■ Set exercise:
Recast the records, starting at the first line and ending at the line that contains "36 155 L 41", as a JSON list of strings with one string per line and blank lines omitted. Include both the first and the last of these lines.

■ Supplied records:
##########
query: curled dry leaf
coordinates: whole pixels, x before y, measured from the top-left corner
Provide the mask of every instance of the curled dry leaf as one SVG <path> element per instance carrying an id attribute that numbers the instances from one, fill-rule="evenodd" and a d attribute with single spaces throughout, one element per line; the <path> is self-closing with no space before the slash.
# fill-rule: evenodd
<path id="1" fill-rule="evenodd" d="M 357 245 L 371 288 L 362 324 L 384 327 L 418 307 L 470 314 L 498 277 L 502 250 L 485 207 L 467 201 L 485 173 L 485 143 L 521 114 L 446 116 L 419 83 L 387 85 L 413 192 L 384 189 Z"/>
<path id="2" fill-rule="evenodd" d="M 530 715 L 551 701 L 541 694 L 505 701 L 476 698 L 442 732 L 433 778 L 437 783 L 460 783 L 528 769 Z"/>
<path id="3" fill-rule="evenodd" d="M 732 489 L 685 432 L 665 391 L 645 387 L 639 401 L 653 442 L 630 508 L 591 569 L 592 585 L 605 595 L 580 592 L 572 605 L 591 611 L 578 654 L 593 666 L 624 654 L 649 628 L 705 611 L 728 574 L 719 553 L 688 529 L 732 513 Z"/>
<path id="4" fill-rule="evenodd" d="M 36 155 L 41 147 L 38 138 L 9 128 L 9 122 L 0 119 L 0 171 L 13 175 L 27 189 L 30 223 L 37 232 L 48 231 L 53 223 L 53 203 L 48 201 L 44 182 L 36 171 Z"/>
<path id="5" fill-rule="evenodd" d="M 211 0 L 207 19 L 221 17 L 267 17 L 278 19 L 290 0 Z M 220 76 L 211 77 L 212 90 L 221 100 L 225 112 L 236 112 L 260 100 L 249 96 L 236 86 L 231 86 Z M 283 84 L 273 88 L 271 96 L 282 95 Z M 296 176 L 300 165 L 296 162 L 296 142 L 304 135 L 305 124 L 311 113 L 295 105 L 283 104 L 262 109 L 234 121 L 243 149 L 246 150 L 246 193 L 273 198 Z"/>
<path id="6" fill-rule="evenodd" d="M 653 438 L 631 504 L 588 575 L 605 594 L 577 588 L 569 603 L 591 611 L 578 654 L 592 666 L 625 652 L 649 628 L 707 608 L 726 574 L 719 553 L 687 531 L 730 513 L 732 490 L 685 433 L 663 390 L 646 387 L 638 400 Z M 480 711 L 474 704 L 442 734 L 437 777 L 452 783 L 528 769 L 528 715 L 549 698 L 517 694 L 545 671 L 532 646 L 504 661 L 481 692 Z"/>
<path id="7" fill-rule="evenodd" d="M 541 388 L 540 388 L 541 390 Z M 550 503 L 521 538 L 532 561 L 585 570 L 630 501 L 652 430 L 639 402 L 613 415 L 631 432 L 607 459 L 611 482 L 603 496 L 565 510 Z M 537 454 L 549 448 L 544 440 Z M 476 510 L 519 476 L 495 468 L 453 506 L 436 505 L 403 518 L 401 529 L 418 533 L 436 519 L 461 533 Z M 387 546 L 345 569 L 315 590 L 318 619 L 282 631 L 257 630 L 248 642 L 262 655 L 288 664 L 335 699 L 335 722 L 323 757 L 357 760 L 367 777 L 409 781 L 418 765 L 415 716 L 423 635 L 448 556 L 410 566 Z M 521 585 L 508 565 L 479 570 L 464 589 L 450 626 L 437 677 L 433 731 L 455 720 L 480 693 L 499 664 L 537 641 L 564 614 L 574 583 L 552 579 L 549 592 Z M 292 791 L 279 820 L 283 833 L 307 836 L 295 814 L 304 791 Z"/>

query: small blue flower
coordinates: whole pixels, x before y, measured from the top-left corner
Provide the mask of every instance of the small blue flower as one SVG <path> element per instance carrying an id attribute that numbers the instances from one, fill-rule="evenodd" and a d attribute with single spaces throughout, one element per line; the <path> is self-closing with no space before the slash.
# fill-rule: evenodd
##########
■ Answer to the exercise:
[
  "query: curled dry leaf",
  "coordinates: whole pixels, x before y, measured from the top-left corner",
  "Provide the mask of every instance of the curled dry leaf as one SVG <path> element per instance carrying an id attribute that numbers the instances from one, fill-rule=\"evenodd\" and a d attribute with single spaces throughout, one element per line; the <path> is self-closing with no space before the slash.",
  "# fill-rule: evenodd",
  "<path id=\"1\" fill-rule=\"evenodd\" d=\"M 357 245 L 371 288 L 362 324 L 384 327 L 418 307 L 470 314 L 498 277 L 502 250 L 485 207 L 467 201 L 485 173 L 485 143 L 521 114 L 446 116 L 419 83 L 387 85 L 413 192 L 384 189 Z\"/>",
  "<path id=\"2\" fill-rule=\"evenodd\" d=\"M 530 715 L 551 701 L 541 694 L 505 701 L 476 698 L 442 732 L 433 778 L 437 783 L 460 783 L 528 769 Z\"/>",
  "<path id=\"3\" fill-rule=\"evenodd\" d=\"M 732 489 L 685 432 L 665 391 L 645 387 L 639 401 L 653 442 L 630 508 L 591 569 L 592 585 L 605 595 L 580 592 L 572 605 L 591 611 L 578 654 L 593 666 L 624 654 L 649 628 L 705 611 L 728 574 L 719 553 L 688 529 L 732 513 Z\"/>",
  "<path id=\"4\" fill-rule=\"evenodd\" d=\"M 36 155 L 41 147 L 38 138 L 9 128 L 9 122 L 0 119 L 0 171 L 13 175 L 27 189 L 30 223 L 37 232 L 48 231 L 53 223 L 53 203 L 48 201 L 44 182 L 36 171 Z\"/>"
]